### About this task
Make an exact copy of the entries, taking out every picture.

Start of Block

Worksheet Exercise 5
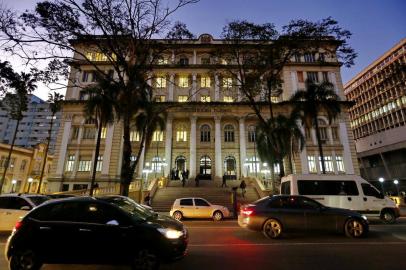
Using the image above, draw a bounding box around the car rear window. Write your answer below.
[27,196,50,206]
[180,199,193,206]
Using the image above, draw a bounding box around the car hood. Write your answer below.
[323,207,362,217]
[147,213,184,231]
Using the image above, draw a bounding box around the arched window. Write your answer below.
[224,124,235,142]
[248,125,256,142]
[176,125,188,142]
[200,155,211,177]
[224,156,236,176]
[200,125,211,142]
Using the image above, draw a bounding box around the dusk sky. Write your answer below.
[2,0,405,99]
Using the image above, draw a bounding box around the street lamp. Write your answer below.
[11,179,17,193]
[393,179,400,196]
[379,177,385,194]
[27,177,33,193]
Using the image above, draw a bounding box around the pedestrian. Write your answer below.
[180,172,186,187]
[240,180,246,198]
[195,174,200,187]
[221,173,227,187]
[185,169,189,180]
[143,193,151,206]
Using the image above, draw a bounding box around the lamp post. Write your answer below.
[27,177,33,193]
[162,160,167,177]
[11,179,17,193]
[393,179,400,196]
[379,177,385,194]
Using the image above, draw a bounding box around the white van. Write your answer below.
[280,174,400,223]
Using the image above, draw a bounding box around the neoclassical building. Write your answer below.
[48,34,359,192]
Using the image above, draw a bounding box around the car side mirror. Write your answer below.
[20,206,31,210]
[106,220,119,226]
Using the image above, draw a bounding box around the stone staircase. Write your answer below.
[151,182,260,213]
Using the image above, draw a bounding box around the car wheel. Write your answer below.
[345,219,365,238]
[132,249,159,270]
[213,211,223,221]
[173,211,183,221]
[263,219,283,239]
[9,249,42,270]
[381,209,396,224]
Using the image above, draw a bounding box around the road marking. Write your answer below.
[189,241,406,247]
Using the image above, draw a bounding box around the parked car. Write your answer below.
[98,195,153,211]
[170,197,230,221]
[238,195,369,239]
[0,194,50,231]
[281,174,400,223]
[46,194,76,199]
[5,196,188,270]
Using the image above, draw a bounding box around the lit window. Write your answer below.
[308,156,317,173]
[152,156,163,172]
[85,52,110,61]
[336,156,345,173]
[271,97,279,103]
[65,155,76,172]
[96,156,103,172]
[223,96,233,102]
[201,76,211,88]
[176,126,187,142]
[319,156,334,173]
[201,95,211,102]
[78,159,92,172]
[155,95,166,102]
[156,76,166,88]
[130,130,140,142]
[152,131,163,142]
[157,57,168,64]
[100,127,107,139]
[223,77,233,88]
[179,76,189,88]
[178,95,188,102]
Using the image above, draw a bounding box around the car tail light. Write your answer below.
[240,209,254,216]
[14,221,23,231]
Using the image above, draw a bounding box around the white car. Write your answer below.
[0,194,50,231]
[170,197,230,221]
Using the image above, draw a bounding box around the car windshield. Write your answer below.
[104,197,155,220]
[28,196,50,206]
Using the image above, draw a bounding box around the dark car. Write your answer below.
[5,196,188,270]
[46,194,76,199]
[238,195,369,239]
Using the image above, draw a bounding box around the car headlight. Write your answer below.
[157,228,184,239]
[361,215,368,221]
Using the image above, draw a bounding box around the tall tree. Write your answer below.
[83,74,116,196]
[36,92,64,194]
[0,61,37,194]
[290,80,341,174]
[0,0,198,196]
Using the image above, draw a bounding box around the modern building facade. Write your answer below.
[0,95,61,152]
[0,143,53,194]
[48,34,360,192]
[344,38,406,191]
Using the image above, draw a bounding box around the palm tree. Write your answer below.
[271,111,305,175]
[83,80,116,196]
[290,79,341,174]
[0,72,36,194]
[36,92,64,194]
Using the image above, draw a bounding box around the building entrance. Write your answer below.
[199,155,212,180]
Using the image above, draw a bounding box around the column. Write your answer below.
[327,127,334,145]
[339,121,355,174]
[189,116,197,178]
[239,117,247,177]
[171,50,175,63]
[332,150,338,175]
[137,142,146,178]
[101,123,114,175]
[164,116,173,177]
[192,73,197,101]
[193,50,197,64]
[56,117,72,175]
[168,73,174,101]
[215,116,222,178]
[298,121,309,174]
[214,74,220,101]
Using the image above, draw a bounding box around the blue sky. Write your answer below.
[2,0,405,99]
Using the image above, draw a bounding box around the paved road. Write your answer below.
[1,218,406,270]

End of Block

### Response to this exercise
Worksheet Exercise 5
Using the image above, draw a bounding box around the car rear window. Write your answer below.
[27,196,50,206]
[180,199,193,206]
Using the image above, draw a bounding box around the car hood. Write your answer below.
[323,207,362,217]
[147,213,184,231]
Using the image above, draw a bounding box around the arched window. Write your answer below.
[224,124,235,142]
[248,125,256,142]
[176,125,188,142]
[200,155,211,177]
[224,156,236,176]
[200,125,211,142]
Using the image above, draw a bounding box around the dusk sky. Write your answer below.
[2,0,405,99]
Using the image above, draw a bounding box around the street lamp. Write your answer below.
[11,179,17,193]
[393,179,400,196]
[379,177,385,194]
[27,177,33,193]
Using the image above, draw a bounding box around the pedestrian. Write your answer below.
[180,172,186,187]
[240,180,246,198]
[195,174,200,187]
[221,173,227,187]
[185,169,189,180]
[143,193,151,206]
Using the image above, draw a bounding box around the lamp post. Write your answer below.
[27,177,33,193]
[162,160,167,177]
[11,179,17,193]
[393,179,400,196]
[379,177,385,194]
Using the image above, draw a bounding box around the white van. Write your answer below.
[280,174,400,223]
Using the image above, draw a bounding box around the neoclassical building. Write your answer below.
[48,34,359,192]
Using the image above, draw a bounding box around the car side mirror. Write your answer below.
[20,206,31,210]
[106,220,119,226]
Using the image above, draw a bounding box around the stone staircase. Write your answer below.
[151,182,260,213]
Using the image above, draw a bounding box around the car wheel. Write your answer below.
[345,219,365,238]
[132,249,159,270]
[213,211,223,221]
[173,211,183,221]
[263,219,283,239]
[9,249,42,270]
[381,209,396,224]
Using the image above, draw a bounding box around the road marking. Write your answer below.
[189,241,406,247]
Using the image above, draw a bounding box around the parked car. Write your answer below.
[98,195,153,211]
[170,197,230,221]
[238,195,369,239]
[0,194,50,231]
[281,174,400,223]
[46,194,76,199]
[5,196,188,270]
Using the image above, draw a bounding box around the lit window. Write your answer below.
[308,156,317,173]
[152,156,163,172]
[85,52,110,61]
[336,156,345,173]
[271,97,279,103]
[65,155,76,172]
[96,156,103,172]
[223,96,233,102]
[201,76,211,88]
[176,126,187,142]
[319,156,334,173]
[201,95,211,102]
[78,159,92,172]
[155,95,166,102]
[156,76,166,88]
[130,130,140,142]
[152,131,163,142]
[157,57,168,64]
[100,127,107,139]
[223,77,233,88]
[179,76,189,88]
[178,95,188,102]
Using the image above, draw a bounding box around the car tail light. Write your answer below.
[240,209,254,216]
[14,221,23,231]
Using the image above, draw a bounding box around the white car. Write your answer below.
[0,194,50,231]
[170,197,230,221]
Using the image above, draw a bounding box around the car windshield. Write your answer below.
[104,197,155,220]
[28,196,50,206]
Using the image above, draw a bounding box around the dark car. Write your answer below.
[5,196,188,270]
[46,194,76,199]
[238,195,369,239]
Using the image above, draw a bounding box around the car headlight. Write your answer below.
[157,228,184,239]
[361,215,368,221]
Using the image above, draw a bounding box around the tall tree. Write your answer below.
[83,74,116,196]
[36,92,64,194]
[0,61,37,194]
[290,80,341,174]
[0,0,198,196]
Using the image above, draw a bounding box around the modern building facade. Write your answer below.
[0,95,61,152]
[0,143,53,194]
[48,34,360,192]
[344,38,406,191]
Using the image above, draw a bounding box around the palm tree. Write your answer below.
[271,111,305,175]
[83,80,116,196]
[290,79,341,174]
[0,72,36,194]
[36,92,64,194]
Using the image above, draw a bounding box around the building entrance. Write your answer below.
[199,155,212,180]
Using the image above, draw a bounding box around the column. Write your answer below.
[327,127,334,145]
[339,121,355,174]
[189,116,197,178]
[239,117,247,177]
[171,50,175,63]
[332,150,338,175]
[137,142,146,178]
[101,123,114,175]
[164,116,173,177]
[192,73,197,101]
[193,50,197,64]
[56,117,72,175]
[168,73,174,101]
[215,116,222,178]
[298,121,309,174]
[214,74,220,101]
Using the image above, draw a bounding box around the blue sky. Write your answer below.
[2,0,405,99]
Using the image above, draw a bounding box around the paved road. Write your answer below.
[1,218,406,270]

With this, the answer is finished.